| Zu lesender Text |
* * * * * * *

Poetischer Cheng-Krimi von Heinrich Steinfest In Zeitlupe beschleunigen

Heinrich Steinfest
Foto: Burkhard Riegels/ PiperVielleicht klingt es ja tatsächlich genau so, wenn ein Körper aus großer Höhe auf dem Boden aufschlägt: "Der Aufprall verursachte ein Geräusch, wie wenn der Bug eines Bootes eine hohe Welle sticht." So zumindest beschreibt Heinrich Steinfest eine Szene aus dem Reykjaviker Konzerthaus Harpa, in der ein Mann von der Galerie stürzt und tot vor den Füßen von Markus Cheng landet. Der Privatdetektiv war eben hier mit dem Opfer verabredet und hatte sich Auskünfte erhofft, die ihm helfen sollten, seinen aktuellen Fall zu lösen.

* * * * * * *

| Vorliegende Datenzeilen |

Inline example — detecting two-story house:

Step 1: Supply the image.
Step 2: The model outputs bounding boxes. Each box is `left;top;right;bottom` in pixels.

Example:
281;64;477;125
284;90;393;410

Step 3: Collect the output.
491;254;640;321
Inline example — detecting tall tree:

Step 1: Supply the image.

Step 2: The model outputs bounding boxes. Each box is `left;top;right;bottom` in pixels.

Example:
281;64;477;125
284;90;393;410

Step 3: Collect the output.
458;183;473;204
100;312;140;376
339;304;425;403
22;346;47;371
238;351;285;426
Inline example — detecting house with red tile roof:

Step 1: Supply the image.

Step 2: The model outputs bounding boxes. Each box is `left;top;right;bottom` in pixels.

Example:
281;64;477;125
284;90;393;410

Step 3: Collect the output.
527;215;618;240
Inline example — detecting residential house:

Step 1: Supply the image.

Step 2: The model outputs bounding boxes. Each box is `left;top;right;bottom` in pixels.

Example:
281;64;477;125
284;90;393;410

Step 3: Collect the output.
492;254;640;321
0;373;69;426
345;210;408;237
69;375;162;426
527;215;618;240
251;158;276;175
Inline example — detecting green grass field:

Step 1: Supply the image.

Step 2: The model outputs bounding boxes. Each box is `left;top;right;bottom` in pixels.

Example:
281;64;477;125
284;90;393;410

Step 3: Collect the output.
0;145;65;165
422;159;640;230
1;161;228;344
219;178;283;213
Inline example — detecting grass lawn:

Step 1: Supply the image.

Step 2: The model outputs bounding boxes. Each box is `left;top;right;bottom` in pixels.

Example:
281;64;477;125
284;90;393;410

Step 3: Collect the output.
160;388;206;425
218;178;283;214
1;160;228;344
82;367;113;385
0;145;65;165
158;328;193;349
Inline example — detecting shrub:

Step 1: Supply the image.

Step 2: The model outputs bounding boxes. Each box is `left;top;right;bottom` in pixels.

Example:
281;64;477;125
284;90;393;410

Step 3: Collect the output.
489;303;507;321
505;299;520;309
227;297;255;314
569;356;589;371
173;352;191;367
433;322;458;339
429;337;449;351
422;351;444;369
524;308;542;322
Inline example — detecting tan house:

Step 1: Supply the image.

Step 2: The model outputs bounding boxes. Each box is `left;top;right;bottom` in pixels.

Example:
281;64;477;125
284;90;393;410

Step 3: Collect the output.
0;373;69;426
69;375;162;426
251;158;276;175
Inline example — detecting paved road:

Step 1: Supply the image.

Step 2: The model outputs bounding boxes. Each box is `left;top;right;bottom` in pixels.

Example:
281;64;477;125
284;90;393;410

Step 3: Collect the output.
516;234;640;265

* * * * * * *

| Aufgabenstellung |
[1] In welchem Gebäude stürzt laut dem Text über den Cheng-Krimi der Mann von der Galerie?
[2] Gib die Datenzeilen ab der Zeile mit „Inline example — detecting tan“ bis einschließlich der letzten Datenzeile unverändert zurück.

| Lösungen der Aufgaben |
[1] Im Reykjaviker Konzerthaus Harpa.

[2]
Inline example — detecting tan house:

Step 1: Supply the image.

Step 2: The model outputs bounding boxes. Each box is `left;top;right;bottom` in pixels.

Example:
281;64;477;125
284;90;393;410

Step 3: Collect the output.
0;373;69;426
69;375;162;426
251;158;276;175
Inline example — detecting paved road:

Step 1: Supply the image.

Step 2: The model outputs bounding boxes. Each box is `left;top;right;bottom` in pixels.

Example:
281;64;477;125
284;90;393;410

Step 3: Collect the output.
516;234;640;265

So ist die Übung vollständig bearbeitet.